The Impact of the NVIDIA Acquisition of ARM on Graph Technologies

NVIDIA acquires ARM — what will be the impact on graph technologies?

In this article, we will look at the recent 40 billion dollar acquisition of Arm Holdings by NVIDIA. We will then look at how this acquisition might impact the emerging market for new computer hardware designed to traverse trillion vertex enterprise knowledge graphs.

For the past two years, I have been writing about how the current generation of CISC hardware is not optimized for graph databases and fast graph algorithm execution. I have hypothesized that some companies will soon figure out that by creating custom hardware optimized for pointer chasing, they can trigger a 1,000x speedup in enterprise graph database performance. Supporting graph databases will allow these new hardware manufacturers to be more profitable while at the same time fueling the growth of the graph database industry.

What we were looking for are firms that really understand that for graph algorithms to speed up, we needed an efficient way to bind each vertex to a processing thread. The more threads you have, the faster these algorithms run. We need many small and efficient low-power cores standing by to start at any vertex in our knowledge graph and start hopping through pointers. We need lots of custom RISC cores and the fast memory subsystems to keep these cores busy.

» **Prompt A**
Reproduce the article on the NVIDIA acquisition of ARM in full, word for word.
» **Prompt B**
Pick out every line of the records that contains the string "train". Matching is case-sensitive.

» **Material supplied**

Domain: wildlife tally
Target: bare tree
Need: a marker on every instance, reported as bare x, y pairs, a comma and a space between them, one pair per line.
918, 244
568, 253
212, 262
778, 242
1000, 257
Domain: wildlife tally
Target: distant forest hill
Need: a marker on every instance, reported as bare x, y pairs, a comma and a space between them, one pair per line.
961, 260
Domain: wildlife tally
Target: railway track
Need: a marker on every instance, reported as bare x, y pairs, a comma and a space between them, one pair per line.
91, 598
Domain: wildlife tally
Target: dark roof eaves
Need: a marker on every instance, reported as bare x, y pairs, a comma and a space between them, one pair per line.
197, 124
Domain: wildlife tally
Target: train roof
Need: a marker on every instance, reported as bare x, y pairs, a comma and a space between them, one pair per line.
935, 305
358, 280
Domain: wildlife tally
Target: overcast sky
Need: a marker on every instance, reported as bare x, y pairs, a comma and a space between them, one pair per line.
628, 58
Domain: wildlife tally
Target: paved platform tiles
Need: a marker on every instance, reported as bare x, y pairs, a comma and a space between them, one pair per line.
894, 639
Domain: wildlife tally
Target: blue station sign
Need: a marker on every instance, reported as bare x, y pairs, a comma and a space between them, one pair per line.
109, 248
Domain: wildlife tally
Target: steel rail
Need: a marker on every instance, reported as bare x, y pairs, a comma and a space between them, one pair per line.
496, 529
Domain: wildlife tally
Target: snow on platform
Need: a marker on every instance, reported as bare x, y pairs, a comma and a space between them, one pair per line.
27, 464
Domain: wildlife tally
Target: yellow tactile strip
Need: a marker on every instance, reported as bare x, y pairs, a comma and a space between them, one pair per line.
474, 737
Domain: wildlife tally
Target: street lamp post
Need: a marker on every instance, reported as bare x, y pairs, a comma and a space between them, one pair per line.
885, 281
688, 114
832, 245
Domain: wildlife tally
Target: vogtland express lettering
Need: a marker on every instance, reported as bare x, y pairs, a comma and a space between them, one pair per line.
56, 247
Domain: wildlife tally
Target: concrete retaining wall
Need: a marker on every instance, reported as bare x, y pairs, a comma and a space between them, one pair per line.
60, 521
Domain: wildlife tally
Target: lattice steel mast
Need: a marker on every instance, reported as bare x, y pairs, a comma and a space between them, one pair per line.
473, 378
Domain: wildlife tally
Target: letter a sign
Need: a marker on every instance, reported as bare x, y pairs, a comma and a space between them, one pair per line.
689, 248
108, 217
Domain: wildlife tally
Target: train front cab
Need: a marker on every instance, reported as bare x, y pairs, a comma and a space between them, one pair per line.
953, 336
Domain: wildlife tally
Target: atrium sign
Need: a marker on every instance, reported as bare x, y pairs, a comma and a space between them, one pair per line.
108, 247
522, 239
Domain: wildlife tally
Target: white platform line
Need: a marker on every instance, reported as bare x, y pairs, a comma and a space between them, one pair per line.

» **Task output A**
The Impact of the NVIDIA Acquisition of ARM on Graph Technologies

NVIDIA acquires ARM — what will be the impact on graph technologies?

In this article, we will look at the recent 40 billion dollar acquisition of Arm Holdings by NVIDIA. We will then look at how this acquisition might impact the emerging market for new computer hardware designed to traverse trillion vertex enterprise knowledge graphs.

For the past two years, I have been writing about how the current generation of CISC hardware is not optimized for graph databases and fast graph algorithm execution. I have hypothesized that some companies will soon figure out that by creating custom hardware optimized for pointer chasing, they can trigger a 1,000x speedup in enterprise graph database performance. Supporting graph databases will allow these new hardware manufacturers to be more profitable while at the same time fueling the growth of the graph database industry.

What we were looking for are firms that really understand that for graph algorithms to speed up, we needed an efficient way to bind each vertex to a processing thread. The more threads you have, the faster these algorithms run. We need many small and efficient low-power cores standing by to start at any vertex in our knowledge graph and start hopping through pointers. We need lots of custom RISC cores and the fast memory subsystems to keep these cores busy.

» **Task output B**
Target: train roof
Target: train front cab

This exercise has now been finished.